_WORK ITEM_: From the line containing "the green tree" down to the line containing "of the antenna" in the records below, reproduce every line exactly, ends included, and omit all others.

*** Opening of SUPPLIED ENTRIES ***

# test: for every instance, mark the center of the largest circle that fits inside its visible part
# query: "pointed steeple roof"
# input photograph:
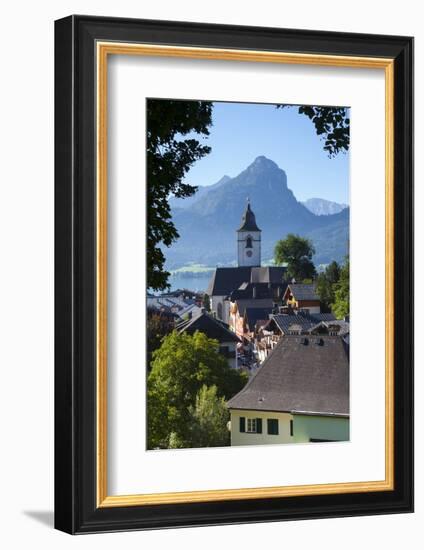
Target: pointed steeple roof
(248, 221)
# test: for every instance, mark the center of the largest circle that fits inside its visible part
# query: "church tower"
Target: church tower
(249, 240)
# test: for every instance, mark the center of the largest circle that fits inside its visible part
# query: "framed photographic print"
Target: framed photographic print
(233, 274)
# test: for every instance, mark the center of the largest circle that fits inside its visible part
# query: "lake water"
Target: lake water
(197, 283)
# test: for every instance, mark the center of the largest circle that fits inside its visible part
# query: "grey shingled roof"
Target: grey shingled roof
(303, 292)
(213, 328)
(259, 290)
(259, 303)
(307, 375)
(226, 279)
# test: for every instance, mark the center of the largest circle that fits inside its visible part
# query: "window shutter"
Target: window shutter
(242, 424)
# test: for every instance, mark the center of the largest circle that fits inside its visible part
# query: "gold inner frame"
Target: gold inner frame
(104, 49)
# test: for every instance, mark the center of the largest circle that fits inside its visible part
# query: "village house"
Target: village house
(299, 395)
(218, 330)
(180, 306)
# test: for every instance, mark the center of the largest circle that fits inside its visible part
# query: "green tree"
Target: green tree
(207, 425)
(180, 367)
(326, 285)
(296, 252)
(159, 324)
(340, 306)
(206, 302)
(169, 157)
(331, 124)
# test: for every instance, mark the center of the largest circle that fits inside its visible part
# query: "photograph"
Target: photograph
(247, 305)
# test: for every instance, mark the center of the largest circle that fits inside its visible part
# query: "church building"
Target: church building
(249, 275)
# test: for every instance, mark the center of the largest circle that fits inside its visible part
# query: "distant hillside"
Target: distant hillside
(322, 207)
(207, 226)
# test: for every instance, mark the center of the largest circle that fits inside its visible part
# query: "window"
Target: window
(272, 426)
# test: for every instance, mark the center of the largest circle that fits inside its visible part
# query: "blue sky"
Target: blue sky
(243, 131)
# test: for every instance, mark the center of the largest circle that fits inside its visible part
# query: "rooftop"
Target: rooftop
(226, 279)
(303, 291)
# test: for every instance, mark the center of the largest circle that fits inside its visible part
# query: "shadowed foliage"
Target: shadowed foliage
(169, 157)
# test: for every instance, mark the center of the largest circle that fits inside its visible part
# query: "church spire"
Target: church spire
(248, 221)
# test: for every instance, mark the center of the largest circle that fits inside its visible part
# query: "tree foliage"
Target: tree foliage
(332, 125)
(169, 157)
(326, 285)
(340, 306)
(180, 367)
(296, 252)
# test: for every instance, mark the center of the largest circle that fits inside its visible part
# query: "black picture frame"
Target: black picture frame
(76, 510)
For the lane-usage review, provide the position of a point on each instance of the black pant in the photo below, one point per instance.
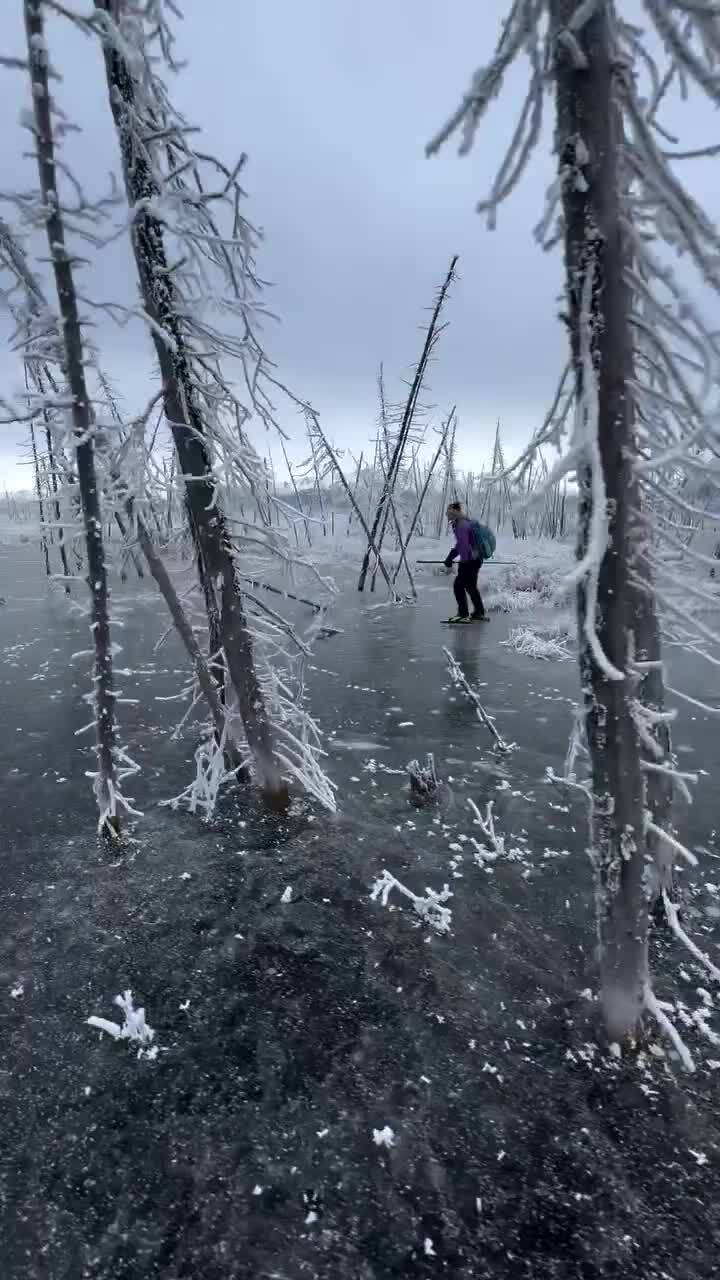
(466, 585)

*** Close of SUPPLIED ENTRIES ***
*** Opening of SUPPLIED ENTRIES ***

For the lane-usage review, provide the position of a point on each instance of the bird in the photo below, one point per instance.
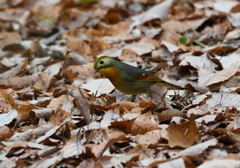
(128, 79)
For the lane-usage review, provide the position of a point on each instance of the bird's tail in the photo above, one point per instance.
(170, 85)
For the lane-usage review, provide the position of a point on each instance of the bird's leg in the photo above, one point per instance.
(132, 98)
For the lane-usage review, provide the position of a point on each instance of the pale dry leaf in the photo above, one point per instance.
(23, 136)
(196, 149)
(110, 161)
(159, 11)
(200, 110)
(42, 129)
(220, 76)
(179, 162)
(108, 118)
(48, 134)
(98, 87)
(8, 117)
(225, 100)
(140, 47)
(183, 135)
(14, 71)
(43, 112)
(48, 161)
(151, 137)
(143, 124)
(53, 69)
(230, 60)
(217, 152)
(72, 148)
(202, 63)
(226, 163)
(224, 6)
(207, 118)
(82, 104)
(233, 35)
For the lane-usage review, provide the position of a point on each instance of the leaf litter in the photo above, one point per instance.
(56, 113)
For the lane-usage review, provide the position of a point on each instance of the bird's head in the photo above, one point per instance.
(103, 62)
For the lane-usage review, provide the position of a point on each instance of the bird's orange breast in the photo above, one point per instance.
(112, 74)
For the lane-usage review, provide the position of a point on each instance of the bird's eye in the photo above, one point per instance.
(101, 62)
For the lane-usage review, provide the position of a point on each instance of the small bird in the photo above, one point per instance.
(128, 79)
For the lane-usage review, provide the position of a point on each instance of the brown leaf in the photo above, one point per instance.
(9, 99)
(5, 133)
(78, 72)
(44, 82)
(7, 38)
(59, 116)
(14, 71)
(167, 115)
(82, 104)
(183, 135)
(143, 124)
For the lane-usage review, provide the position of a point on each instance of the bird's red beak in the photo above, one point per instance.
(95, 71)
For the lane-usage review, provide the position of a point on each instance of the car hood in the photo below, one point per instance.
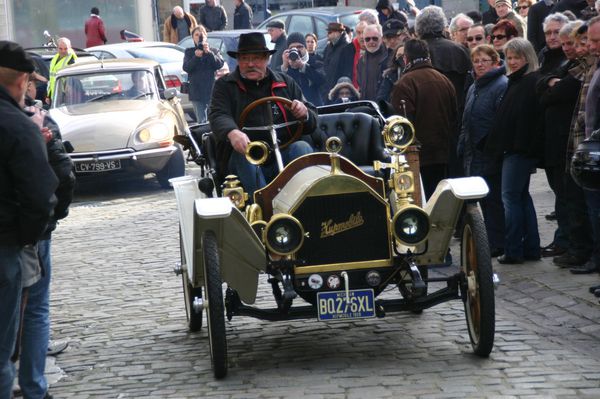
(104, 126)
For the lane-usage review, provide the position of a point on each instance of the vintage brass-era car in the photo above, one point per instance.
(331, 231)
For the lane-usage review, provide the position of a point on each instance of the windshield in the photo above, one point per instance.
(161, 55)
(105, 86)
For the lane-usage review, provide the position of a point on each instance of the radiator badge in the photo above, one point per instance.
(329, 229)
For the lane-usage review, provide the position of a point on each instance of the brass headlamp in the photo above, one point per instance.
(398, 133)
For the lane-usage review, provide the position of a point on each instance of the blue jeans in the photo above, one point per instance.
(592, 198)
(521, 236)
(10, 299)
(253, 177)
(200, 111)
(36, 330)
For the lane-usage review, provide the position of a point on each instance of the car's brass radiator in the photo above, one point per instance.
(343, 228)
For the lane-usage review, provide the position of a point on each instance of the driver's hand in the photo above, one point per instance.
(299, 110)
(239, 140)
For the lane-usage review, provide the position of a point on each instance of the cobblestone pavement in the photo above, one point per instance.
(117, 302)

*** Close of SUPPLIED ENTRIES ***
*** Opening of SUPPLIED ENTRIES ***

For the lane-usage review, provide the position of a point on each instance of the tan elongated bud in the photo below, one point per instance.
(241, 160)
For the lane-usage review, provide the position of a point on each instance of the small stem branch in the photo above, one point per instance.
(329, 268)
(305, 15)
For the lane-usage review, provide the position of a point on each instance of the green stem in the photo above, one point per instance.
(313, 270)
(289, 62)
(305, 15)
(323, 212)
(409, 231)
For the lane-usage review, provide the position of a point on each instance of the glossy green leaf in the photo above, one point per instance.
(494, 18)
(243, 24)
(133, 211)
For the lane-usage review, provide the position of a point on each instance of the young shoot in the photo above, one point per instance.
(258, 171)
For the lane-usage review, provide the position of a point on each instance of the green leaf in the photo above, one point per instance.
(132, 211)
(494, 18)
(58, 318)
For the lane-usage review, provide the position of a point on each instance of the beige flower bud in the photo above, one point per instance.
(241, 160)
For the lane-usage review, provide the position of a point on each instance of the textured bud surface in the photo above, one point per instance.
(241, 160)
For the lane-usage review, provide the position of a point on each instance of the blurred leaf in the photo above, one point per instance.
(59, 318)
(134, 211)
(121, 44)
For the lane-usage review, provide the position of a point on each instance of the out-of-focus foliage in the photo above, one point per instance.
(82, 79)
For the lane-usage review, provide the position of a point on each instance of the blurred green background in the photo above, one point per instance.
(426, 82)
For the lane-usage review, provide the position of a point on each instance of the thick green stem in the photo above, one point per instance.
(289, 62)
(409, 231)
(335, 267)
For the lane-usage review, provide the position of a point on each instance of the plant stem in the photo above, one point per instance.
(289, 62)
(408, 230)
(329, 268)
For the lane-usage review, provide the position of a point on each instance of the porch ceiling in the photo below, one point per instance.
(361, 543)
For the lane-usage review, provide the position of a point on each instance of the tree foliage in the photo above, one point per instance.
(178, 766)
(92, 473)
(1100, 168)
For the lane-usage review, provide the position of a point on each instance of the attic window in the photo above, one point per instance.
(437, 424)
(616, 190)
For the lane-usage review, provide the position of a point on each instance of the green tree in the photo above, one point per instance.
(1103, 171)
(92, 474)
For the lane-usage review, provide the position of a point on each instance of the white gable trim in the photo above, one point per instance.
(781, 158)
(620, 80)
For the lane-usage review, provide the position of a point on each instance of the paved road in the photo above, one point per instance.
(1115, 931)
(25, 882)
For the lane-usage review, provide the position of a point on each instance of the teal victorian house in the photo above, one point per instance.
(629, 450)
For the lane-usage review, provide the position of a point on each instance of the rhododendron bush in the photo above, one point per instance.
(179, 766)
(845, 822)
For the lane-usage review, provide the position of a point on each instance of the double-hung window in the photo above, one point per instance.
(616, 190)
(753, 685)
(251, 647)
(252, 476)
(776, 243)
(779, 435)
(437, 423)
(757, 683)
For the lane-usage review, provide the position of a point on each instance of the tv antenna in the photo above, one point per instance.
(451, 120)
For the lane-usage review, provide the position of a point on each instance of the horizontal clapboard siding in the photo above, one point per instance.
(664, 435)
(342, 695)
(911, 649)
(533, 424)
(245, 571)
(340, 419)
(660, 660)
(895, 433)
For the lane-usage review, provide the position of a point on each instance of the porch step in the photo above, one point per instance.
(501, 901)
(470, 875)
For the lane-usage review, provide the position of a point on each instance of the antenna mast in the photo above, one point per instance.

*** Close of SUPPLIED ENTRIES ***

_TASK RESPONSE_:
For the lane-usage review, provide the position of a point on each instance of the green tree in the photo above, one point per instance.
(1103, 171)
(92, 474)
For the lane-usage review, provide the position of a point on each instance of the white gable trim in the photo above, one point per instance.
(781, 158)
(620, 80)
For the lane-usage review, provide the position of a point on each instance of the paved road in the photo above, one point per instance.
(1115, 931)
(25, 882)
For the lane-usage review, provide the position of a point on each instance of the teal victorian house in the photo above, one point per instance.
(629, 450)
For the lane-usage review, provide the position of a point on each instance of the rhododendron bush in the photo above, one point per instance.
(179, 766)
(845, 822)
For the lane-usage review, provide the position of a point on each instance of the double-hung window in the photo above, one point per instance.
(616, 190)
(753, 685)
(251, 647)
(252, 476)
(776, 243)
(779, 435)
(437, 423)
(757, 683)
For the lane-usage review, provide the position of a point on each instance of the tv antenna in the photo above, one point per instance.
(451, 120)
For the lane-usage review, provide the position of a point on each instance of the horizontal clapboard siding in the photo above, one point per instance.
(664, 435)
(342, 695)
(911, 649)
(533, 424)
(245, 571)
(340, 419)
(660, 660)
(895, 433)
For the lane-usage review, provide the position of a point on each instance of the porch step in the photo above, one point per instance.
(501, 901)
(470, 875)
For the lane-usage review, provide the position of a point on each instance of the antenna mast in the photo above, one point per instance.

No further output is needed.